-- Opening Marker --
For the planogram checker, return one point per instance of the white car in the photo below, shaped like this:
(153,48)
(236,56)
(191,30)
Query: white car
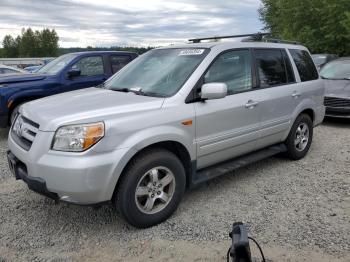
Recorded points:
(8,70)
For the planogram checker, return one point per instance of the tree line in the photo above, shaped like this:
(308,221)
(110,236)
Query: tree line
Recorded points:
(44,43)
(321,25)
(31,43)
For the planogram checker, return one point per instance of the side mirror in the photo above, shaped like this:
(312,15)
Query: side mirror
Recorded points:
(213,91)
(73,73)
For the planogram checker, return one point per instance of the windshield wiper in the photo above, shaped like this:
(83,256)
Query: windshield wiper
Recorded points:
(137,91)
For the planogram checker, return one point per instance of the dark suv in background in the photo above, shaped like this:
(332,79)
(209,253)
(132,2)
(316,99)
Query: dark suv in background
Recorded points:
(65,73)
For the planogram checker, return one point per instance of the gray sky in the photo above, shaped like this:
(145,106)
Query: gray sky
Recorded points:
(130,22)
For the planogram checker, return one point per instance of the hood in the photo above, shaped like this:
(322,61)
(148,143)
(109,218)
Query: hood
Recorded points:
(8,79)
(86,106)
(337,88)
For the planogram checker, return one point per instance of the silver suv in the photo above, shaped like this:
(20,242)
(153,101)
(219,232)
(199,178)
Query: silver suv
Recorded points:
(171,119)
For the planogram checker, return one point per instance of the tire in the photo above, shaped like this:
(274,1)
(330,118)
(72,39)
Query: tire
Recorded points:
(300,137)
(142,200)
(14,114)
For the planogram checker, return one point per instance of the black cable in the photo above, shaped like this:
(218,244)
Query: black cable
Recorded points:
(228,255)
(262,254)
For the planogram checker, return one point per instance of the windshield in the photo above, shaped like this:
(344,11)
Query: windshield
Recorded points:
(319,59)
(56,65)
(336,70)
(160,72)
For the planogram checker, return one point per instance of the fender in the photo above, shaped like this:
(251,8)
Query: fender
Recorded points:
(149,136)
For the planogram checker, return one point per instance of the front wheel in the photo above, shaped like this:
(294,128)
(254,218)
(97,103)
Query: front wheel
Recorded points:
(300,137)
(151,188)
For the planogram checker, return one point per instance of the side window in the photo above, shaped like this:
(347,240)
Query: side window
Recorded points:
(271,67)
(233,68)
(118,62)
(90,66)
(304,64)
(8,71)
(289,68)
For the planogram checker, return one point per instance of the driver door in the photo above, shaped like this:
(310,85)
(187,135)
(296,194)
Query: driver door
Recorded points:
(228,127)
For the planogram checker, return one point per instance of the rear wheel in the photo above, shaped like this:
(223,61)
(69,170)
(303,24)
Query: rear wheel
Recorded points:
(300,137)
(151,188)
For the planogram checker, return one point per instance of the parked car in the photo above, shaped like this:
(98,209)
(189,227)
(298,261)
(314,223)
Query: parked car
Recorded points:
(8,70)
(173,118)
(35,68)
(66,73)
(336,75)
(322,59)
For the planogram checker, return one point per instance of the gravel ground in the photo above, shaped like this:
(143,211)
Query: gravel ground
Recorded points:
(298,211)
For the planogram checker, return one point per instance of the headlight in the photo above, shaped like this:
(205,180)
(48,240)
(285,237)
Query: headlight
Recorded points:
(78,138)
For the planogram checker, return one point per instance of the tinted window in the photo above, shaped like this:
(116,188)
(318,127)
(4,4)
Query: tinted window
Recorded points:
(118,62)
(339,69)
(271,67)
(305,65)
(90,66)
(57,65)
(289,68)
(233,68)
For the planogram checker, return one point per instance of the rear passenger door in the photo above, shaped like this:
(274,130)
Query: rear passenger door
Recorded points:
(228,127)
(278,92)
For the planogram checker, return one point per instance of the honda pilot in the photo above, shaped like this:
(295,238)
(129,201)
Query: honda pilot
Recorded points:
(172,118)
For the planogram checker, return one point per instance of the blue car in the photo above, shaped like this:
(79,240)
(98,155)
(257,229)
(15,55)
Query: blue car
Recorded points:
(35,68)
(66,73)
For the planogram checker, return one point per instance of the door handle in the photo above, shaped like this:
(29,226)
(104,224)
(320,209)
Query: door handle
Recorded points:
(251,104)
(296,94)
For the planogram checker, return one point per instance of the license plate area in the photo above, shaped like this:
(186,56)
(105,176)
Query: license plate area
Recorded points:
(13,164)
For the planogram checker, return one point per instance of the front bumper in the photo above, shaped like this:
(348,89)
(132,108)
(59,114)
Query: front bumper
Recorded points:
(3,121)
(86,178)
(338,112)
(36,184)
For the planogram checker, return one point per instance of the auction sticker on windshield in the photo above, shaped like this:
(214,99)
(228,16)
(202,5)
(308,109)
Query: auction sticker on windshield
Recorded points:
(191,52)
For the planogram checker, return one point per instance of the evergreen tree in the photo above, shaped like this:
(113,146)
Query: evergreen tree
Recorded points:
(321,25)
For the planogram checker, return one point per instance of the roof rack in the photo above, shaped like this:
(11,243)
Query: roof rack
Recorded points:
(257,37)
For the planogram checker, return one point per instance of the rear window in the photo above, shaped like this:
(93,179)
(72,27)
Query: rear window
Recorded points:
(304,64)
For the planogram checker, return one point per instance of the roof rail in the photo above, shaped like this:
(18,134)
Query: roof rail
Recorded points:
(257,36)
(273,40)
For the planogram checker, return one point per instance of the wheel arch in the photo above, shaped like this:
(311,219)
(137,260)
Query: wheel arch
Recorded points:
(173,146)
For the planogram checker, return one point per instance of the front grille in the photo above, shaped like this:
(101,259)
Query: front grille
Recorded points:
(336,102)
(24,132)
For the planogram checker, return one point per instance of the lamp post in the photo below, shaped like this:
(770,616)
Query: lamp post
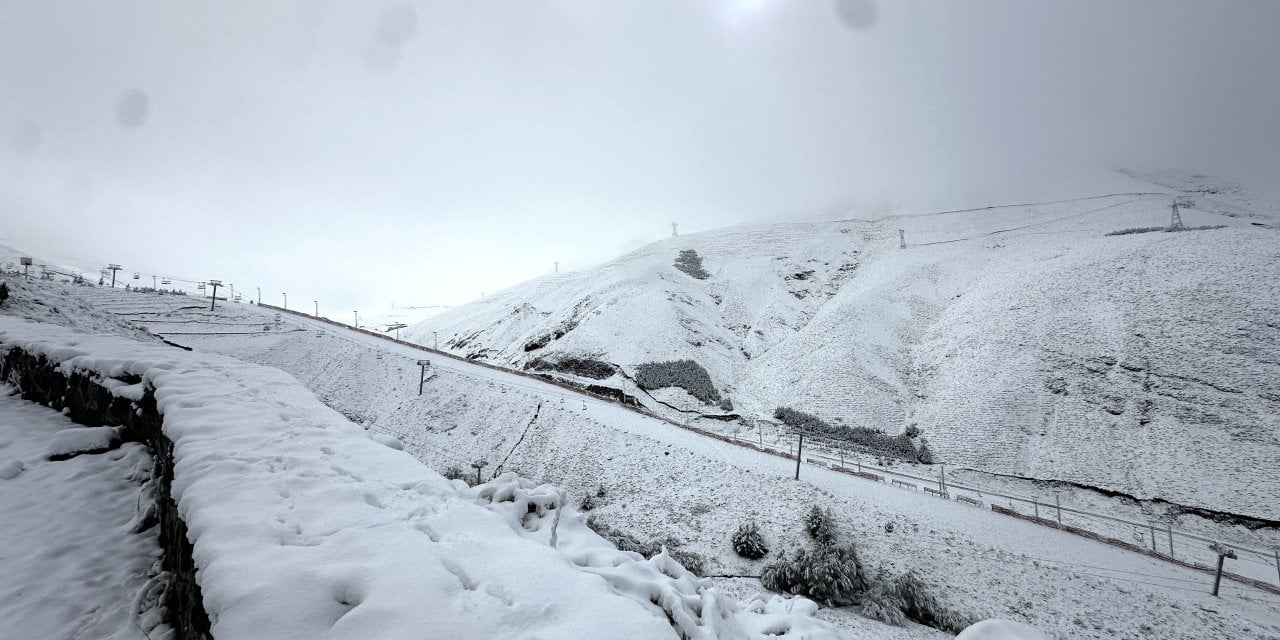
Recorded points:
(214,297)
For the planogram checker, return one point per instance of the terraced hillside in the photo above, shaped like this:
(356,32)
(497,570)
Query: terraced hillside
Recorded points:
(1022,339)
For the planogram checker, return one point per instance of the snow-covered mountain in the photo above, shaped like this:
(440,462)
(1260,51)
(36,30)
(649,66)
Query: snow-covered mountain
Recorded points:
(1023,339)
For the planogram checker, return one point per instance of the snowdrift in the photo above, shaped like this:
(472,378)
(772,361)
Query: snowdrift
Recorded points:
(1020,339)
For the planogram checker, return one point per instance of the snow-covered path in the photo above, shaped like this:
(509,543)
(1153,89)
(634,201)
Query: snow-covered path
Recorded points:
(667,481)
(69,566)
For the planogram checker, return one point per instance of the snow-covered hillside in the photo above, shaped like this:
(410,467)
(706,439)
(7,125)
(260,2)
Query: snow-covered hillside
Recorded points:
(1022,339)
(663,483)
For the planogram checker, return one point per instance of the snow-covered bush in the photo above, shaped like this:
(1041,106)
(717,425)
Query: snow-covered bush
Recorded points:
(871,439)
(819,524)
(629,543)
(828,572)
(748,542)
(920,606)
(686,374)
(691,264)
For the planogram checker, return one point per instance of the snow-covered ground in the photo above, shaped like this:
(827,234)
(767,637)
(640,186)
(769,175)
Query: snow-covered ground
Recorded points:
(662,481)
(1022,339)
(71,565)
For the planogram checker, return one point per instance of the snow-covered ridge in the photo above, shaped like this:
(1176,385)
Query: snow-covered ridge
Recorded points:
(304,526)
(1022,339)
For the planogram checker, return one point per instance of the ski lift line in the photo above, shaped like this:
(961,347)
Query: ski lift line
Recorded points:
(585,398)
(1022,560)
(1028,225)
(1142,193)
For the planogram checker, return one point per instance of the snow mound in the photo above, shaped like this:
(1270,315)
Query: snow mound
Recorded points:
(82,439)
(1001,630)
(304,526)
(696,609)
(10,469)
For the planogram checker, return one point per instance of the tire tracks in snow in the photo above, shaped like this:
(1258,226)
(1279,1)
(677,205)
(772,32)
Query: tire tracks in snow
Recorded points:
(513,447)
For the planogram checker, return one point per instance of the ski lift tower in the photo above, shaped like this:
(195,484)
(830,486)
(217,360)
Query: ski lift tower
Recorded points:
(1175,219)
(214,297)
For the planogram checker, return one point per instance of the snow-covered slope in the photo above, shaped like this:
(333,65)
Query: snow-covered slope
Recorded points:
(1022,339)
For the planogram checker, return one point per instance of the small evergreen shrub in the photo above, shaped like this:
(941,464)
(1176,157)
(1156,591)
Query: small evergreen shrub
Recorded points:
(686,374)
(881,602)
(691,264)
(749,543)
(585,368)
(831,574)
(920,606)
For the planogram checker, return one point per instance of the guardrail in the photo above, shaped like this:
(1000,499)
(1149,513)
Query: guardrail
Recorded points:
(944,492)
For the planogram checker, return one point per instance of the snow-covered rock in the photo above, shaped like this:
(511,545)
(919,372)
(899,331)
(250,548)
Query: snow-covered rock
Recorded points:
(1001,630)
(83,439)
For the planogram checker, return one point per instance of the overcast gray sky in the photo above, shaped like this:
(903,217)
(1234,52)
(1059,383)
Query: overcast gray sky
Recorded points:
(423,152)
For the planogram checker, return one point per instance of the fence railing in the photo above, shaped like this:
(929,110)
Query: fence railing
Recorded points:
(1096,526)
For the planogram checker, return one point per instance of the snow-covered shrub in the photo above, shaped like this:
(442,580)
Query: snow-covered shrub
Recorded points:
(828,572)
(686,374)
(924,455)
(819,525)
(585,368)
(748,542)
(1136,229)
(691,264)
(871,439)
(881,602)
(629,543)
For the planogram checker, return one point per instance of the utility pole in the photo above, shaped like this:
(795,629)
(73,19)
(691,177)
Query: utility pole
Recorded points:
(396,327)
(1223,553)
(214,298)
(421,378)
(799,447)
(478,465)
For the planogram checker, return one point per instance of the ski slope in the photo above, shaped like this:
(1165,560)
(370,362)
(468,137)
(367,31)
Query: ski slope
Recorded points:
(1022,339)
(663,481)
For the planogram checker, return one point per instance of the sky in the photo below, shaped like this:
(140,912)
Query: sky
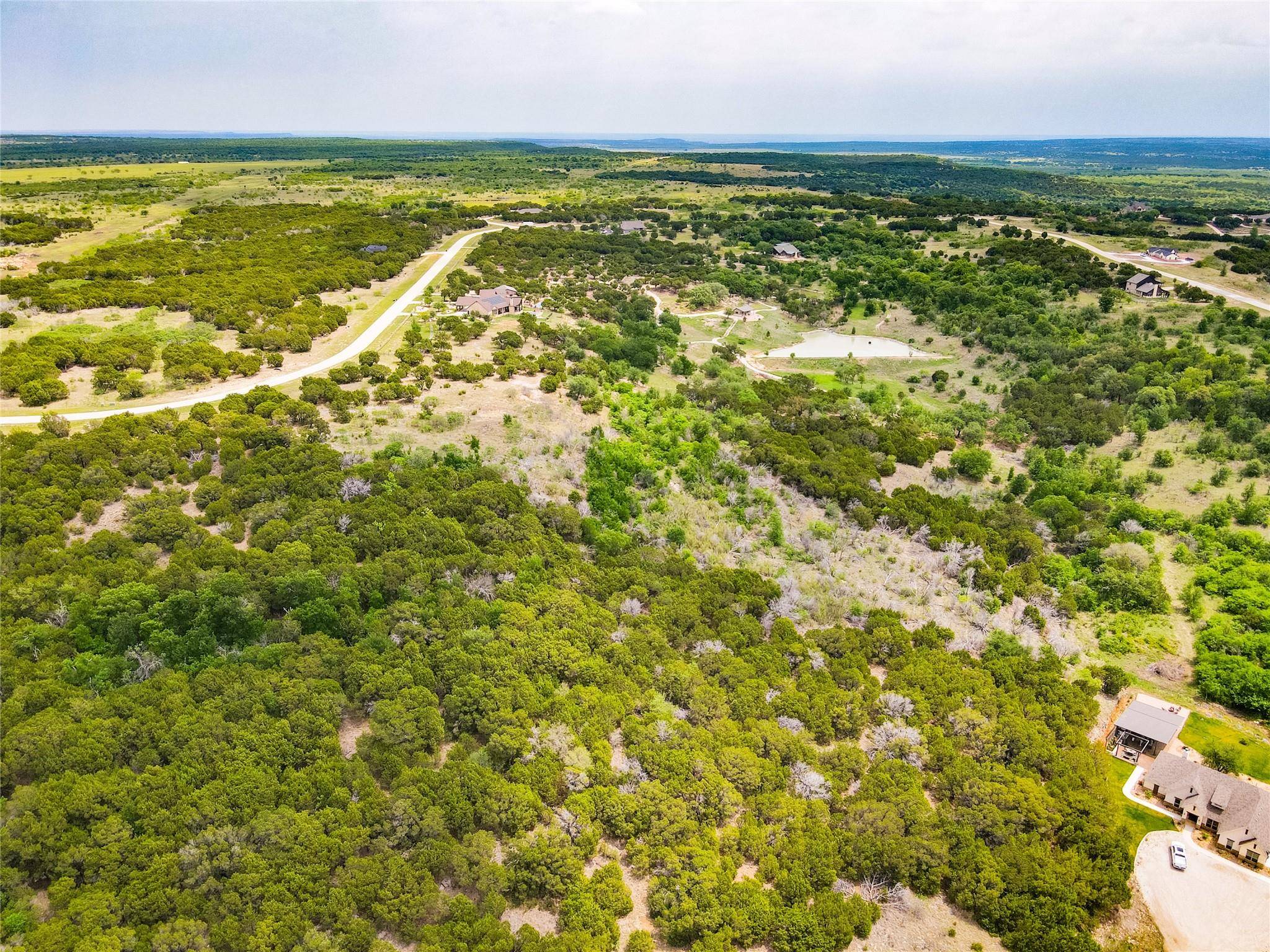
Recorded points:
(625,68)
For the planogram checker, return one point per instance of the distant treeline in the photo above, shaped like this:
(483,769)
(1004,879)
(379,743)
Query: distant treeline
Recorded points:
(1105,154)
(87,150)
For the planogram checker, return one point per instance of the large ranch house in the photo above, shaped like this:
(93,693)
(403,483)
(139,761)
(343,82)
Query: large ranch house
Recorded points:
(1146,286)
(1236,811)
(489,302)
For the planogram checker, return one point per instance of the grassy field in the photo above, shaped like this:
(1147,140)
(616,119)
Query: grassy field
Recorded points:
(141,170)
(1253,754)
(1137,818)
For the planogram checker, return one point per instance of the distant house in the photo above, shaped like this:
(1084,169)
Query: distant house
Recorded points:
(1145,729)
(491,301)
(1237,813)
(1146,286)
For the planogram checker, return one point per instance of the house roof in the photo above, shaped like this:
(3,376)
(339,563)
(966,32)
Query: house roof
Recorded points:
(1150,721)
(1241,808)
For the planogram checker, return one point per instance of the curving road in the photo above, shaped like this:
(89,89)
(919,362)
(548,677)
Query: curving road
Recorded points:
(1148,266)
(242,386)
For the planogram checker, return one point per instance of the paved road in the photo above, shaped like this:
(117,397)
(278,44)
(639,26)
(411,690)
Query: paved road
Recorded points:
(262,380)
(1155,267)
(1213,907)
(745,361)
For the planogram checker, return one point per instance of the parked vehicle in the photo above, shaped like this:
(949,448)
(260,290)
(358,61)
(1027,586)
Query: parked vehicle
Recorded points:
(1178,856)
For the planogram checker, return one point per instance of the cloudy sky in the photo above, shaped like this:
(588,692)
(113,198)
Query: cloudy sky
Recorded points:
(630,68)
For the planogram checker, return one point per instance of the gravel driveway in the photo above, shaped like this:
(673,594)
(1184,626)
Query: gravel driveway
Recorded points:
(1213,907)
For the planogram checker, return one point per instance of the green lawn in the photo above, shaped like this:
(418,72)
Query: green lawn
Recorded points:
(1137,818)
(1251,753)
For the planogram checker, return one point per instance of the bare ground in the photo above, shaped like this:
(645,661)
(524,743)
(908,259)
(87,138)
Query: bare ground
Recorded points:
(543,920)
(925,924)
(350,730)
(1132,926)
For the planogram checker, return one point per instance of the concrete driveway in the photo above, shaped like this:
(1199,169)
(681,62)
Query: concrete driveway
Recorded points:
(1213,907)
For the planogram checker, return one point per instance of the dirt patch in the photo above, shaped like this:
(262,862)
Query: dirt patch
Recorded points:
(112,519)
(399,943)
(541,920)
(923,924)
(1132,926)
(350,730)
(1109,708)
(40,904)
(639,917)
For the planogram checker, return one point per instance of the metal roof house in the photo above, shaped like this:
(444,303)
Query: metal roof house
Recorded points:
(491,301)
(1146,286)
(1145,729)
(1236,811)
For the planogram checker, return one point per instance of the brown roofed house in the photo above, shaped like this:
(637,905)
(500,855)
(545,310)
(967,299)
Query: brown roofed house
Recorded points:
(1236,811)
(1146,286)
(491,301)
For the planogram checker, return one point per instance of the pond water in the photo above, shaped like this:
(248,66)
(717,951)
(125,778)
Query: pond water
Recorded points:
(828,343)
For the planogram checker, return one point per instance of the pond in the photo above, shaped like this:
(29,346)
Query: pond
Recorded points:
(828,343)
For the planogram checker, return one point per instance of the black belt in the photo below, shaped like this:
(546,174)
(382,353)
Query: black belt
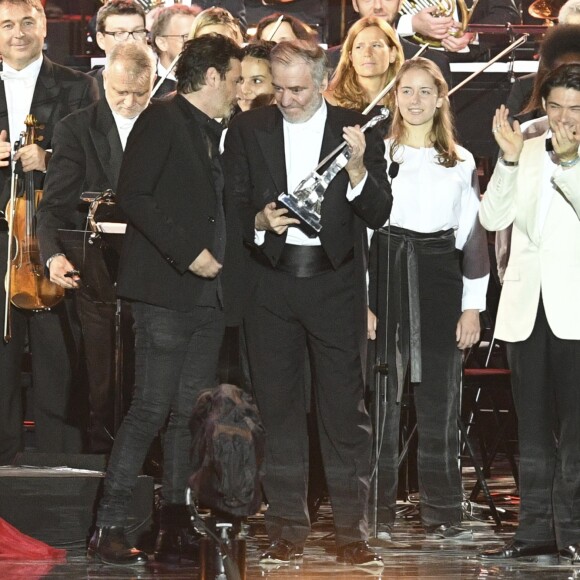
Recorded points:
(406,245)
(302,261)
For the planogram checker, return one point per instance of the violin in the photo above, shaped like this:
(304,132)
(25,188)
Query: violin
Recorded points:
(26,285)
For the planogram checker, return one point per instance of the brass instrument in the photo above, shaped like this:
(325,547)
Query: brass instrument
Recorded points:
(546,10)
(444,8)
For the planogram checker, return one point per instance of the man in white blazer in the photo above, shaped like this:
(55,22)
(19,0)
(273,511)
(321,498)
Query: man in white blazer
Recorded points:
(536,187)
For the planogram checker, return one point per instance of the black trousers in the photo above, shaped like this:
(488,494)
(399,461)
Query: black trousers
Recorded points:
(176,356)
(51,344)
(97,320)
(288,316)
(436,396)
(546,389)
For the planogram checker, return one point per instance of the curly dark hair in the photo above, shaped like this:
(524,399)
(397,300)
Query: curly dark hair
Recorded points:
(561,41)
(199,54)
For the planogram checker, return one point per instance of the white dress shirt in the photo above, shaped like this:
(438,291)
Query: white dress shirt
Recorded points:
(428,198)
(19,88)
(302,144)
(124,127)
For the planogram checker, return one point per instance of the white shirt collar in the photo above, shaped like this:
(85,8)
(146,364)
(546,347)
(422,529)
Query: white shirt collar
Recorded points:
(29,72)
(314,125)
(123,122)
(161,70)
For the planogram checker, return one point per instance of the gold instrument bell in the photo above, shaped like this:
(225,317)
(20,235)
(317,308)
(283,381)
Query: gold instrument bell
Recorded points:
(546,9)
(444,8)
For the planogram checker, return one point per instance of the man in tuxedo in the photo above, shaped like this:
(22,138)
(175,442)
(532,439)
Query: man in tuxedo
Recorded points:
(31,83)
(169,32)
(171,191)
(87,151)
(118,21)
(536,187)
(427,24)
(309,292)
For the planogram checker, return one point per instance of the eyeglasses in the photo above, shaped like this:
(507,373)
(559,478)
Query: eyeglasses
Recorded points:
(183,37)
(122,35)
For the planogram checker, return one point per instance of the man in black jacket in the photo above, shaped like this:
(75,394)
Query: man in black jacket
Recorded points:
(169,32)
(118,21)
(31,83)
(170,189)
(310,292)
(87,152)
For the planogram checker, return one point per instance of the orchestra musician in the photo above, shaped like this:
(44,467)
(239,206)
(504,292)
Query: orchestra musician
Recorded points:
(171,190)
(87,152)
(169,32)
(31,83)
(370,59)
(388,10)
(118,21)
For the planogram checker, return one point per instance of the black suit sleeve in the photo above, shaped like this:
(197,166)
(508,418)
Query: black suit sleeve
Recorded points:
(374,203)
(62,187)
(237,174)
(90,94)
(149,148)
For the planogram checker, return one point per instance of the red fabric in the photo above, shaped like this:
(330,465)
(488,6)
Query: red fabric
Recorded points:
(15,545)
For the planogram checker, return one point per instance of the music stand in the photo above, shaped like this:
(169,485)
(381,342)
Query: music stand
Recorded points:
(96,255)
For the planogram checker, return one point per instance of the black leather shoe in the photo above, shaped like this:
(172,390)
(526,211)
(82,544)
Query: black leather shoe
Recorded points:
(176,544)
(281,552)
(571,554)
(448,532)
(110,546)
(358,554)
(518,549)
-- Closing Marker --
Every line of the records above where the string "vehicle" is found should be copied.

ANSWER TO THE EXERCISE |
For the planogram checker, return one point per instance of the parked vehicle in the photo above, shaped like this:
Query: parked vehicle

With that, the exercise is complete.